=== Aim ===
Copy out the material from the line with "Batch job #214: For the image above, mark every pond water" up to and including the line with "xmin=0 ymin=285 xmax=600 ymax=522", changing "pond water" to "lake surface" and keeping everything else the same.

=== Rows from a box labeling dataset ===

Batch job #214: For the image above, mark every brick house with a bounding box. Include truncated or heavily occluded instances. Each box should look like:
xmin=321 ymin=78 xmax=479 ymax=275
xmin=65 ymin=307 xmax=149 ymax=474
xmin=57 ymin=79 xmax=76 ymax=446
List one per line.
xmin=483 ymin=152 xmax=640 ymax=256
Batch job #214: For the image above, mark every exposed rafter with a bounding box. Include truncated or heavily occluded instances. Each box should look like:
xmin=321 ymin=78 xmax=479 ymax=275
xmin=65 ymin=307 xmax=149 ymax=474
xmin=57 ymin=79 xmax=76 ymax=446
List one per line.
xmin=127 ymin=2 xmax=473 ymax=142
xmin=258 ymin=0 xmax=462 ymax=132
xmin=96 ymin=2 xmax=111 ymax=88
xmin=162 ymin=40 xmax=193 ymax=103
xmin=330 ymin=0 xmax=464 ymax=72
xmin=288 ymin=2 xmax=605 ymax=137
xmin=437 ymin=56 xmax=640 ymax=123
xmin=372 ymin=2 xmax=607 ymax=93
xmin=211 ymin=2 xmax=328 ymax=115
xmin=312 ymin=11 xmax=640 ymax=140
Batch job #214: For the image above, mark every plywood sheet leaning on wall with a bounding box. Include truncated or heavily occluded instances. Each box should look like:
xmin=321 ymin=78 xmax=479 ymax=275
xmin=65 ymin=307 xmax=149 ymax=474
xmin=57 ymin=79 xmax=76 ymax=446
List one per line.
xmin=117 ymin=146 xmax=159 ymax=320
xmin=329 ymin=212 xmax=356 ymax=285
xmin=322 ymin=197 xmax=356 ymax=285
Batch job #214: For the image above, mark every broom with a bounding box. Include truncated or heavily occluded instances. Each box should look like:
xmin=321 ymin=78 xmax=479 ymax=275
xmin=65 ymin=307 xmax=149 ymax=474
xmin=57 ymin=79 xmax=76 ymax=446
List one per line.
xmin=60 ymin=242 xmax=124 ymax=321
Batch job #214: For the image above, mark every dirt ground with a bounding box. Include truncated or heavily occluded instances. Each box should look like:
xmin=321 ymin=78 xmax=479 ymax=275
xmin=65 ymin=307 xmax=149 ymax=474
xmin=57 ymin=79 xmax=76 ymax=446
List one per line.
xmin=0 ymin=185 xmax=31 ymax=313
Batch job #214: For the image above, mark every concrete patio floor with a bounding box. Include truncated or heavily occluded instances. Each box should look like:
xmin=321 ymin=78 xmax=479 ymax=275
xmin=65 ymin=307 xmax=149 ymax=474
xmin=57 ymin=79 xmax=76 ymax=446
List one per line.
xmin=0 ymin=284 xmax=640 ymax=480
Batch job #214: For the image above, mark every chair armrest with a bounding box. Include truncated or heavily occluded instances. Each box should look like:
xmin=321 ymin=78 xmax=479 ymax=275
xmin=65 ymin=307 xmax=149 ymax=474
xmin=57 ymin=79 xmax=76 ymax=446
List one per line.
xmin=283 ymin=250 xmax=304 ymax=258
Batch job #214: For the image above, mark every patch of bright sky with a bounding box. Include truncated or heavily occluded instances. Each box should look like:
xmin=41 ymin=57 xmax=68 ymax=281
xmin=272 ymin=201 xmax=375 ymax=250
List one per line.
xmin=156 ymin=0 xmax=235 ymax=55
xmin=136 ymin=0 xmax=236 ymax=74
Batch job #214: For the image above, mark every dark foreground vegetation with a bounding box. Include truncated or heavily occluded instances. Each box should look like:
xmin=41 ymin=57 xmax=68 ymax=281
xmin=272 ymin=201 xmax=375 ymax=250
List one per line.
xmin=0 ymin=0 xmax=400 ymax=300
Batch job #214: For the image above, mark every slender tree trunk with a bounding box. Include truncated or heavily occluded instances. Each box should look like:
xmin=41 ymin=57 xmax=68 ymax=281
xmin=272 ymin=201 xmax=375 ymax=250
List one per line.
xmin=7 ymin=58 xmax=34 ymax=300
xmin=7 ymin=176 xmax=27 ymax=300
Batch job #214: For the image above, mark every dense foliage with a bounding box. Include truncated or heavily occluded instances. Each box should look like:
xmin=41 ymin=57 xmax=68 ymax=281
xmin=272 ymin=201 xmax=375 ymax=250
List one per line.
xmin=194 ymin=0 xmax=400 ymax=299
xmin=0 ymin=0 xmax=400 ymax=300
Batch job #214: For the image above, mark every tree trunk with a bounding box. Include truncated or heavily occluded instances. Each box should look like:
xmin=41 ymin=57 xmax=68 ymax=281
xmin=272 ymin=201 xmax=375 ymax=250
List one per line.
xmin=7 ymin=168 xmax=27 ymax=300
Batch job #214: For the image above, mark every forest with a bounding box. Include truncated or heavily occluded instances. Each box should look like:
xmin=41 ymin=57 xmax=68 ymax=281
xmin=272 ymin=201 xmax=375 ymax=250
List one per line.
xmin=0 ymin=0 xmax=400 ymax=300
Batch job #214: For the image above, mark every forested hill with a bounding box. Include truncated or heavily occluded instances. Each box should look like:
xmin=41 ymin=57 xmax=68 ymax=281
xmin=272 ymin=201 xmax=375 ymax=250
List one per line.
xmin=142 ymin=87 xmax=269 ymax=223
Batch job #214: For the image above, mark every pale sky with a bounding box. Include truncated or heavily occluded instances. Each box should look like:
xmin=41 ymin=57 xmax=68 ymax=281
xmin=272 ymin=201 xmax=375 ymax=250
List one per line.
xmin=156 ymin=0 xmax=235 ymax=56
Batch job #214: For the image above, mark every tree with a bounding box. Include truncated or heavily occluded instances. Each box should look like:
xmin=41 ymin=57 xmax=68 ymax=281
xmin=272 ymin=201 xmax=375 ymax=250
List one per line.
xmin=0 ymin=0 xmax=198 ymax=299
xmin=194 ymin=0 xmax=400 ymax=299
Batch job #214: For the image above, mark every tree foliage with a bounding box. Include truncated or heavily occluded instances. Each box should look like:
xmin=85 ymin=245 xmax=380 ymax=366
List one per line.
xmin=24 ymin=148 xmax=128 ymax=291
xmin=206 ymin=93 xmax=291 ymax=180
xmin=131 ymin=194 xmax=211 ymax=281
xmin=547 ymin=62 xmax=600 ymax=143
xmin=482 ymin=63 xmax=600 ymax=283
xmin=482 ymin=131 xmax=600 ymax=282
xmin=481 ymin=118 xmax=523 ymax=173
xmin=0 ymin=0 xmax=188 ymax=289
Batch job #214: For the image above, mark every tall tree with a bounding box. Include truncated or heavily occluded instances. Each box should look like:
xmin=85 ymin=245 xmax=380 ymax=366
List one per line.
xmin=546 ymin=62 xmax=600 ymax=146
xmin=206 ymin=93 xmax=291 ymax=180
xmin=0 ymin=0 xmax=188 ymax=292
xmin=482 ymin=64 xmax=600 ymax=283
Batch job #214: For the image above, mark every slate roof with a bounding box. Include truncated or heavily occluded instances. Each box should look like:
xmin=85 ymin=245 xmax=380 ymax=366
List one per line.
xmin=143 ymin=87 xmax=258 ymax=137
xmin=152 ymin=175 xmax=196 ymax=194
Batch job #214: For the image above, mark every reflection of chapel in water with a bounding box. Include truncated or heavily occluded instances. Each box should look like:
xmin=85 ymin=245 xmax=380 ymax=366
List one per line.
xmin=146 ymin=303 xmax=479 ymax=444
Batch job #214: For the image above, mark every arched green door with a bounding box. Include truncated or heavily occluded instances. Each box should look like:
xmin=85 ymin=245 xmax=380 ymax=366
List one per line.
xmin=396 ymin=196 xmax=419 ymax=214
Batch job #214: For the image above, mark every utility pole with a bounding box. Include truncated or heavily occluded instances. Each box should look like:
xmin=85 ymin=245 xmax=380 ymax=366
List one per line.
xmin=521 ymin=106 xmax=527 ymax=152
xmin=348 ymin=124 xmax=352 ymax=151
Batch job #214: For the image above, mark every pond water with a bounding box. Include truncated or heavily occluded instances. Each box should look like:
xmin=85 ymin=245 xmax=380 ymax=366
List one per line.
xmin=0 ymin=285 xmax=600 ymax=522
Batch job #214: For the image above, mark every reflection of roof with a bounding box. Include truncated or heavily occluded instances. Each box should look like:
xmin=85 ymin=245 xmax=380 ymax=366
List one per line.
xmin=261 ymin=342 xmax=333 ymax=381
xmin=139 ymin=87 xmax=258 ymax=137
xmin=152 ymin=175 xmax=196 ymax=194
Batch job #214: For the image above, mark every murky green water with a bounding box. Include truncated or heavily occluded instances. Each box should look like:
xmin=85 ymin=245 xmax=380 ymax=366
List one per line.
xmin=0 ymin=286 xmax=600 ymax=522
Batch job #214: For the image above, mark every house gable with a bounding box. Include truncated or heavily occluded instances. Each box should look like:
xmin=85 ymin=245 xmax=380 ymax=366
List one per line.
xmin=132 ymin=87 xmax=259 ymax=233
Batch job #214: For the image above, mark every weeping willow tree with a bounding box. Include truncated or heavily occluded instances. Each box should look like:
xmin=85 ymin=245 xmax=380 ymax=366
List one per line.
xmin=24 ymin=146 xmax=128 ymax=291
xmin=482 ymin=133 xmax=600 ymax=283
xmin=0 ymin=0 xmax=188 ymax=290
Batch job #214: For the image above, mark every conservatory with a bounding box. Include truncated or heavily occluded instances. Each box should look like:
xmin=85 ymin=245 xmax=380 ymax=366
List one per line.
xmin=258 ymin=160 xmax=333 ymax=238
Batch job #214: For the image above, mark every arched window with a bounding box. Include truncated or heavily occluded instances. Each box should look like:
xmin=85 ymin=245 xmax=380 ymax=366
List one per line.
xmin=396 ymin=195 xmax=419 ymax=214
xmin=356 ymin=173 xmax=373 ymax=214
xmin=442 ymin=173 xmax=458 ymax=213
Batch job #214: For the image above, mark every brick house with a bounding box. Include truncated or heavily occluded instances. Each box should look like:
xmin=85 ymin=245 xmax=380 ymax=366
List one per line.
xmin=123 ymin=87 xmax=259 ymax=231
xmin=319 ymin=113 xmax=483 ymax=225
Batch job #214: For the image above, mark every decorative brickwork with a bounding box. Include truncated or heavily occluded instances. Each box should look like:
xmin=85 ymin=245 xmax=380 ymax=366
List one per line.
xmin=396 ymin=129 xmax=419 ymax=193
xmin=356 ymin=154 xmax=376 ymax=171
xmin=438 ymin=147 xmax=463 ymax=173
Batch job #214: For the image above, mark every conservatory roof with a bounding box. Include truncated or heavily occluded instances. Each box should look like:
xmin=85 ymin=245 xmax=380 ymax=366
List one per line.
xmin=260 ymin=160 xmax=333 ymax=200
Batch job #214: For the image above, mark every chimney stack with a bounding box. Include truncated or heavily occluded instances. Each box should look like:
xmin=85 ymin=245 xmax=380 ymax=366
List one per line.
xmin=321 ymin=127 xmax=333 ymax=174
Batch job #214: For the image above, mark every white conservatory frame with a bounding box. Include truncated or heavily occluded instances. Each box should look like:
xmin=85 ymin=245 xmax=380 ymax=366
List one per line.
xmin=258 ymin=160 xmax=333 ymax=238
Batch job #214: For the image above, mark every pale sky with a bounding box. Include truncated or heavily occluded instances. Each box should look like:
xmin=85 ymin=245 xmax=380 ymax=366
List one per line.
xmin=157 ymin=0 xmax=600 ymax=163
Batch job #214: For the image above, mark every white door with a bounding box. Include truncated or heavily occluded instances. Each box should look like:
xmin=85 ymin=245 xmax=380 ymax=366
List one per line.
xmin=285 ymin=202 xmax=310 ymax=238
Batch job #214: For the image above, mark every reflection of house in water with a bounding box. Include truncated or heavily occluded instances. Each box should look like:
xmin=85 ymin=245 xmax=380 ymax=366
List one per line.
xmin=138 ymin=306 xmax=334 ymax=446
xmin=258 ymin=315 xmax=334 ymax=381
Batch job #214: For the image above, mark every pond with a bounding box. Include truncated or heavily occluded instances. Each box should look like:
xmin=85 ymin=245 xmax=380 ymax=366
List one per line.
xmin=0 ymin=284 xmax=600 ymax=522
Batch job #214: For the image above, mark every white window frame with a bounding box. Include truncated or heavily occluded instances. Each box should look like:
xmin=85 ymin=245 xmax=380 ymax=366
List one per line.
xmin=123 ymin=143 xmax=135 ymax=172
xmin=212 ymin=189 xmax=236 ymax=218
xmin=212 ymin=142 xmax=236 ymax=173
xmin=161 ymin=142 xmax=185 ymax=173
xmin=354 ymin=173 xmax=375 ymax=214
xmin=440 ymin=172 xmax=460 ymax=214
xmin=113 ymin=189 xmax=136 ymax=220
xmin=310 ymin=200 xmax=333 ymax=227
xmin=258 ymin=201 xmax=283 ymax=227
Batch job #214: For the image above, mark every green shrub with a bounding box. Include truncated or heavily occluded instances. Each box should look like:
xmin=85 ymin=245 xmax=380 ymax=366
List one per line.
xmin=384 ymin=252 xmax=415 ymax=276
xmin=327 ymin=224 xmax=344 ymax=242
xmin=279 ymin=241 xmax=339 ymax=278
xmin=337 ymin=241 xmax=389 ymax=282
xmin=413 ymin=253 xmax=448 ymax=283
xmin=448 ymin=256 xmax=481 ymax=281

=== The response ===
Batch job #214: For the image above, mark every lake surface with a bounding box. Include truncated or heavily occluded instances. Each box should look like:
xmin=85 ymin=245 xmax=380 ymax=366
List one per line.
xmin=0 ymin=285 xmax=600 ymax=522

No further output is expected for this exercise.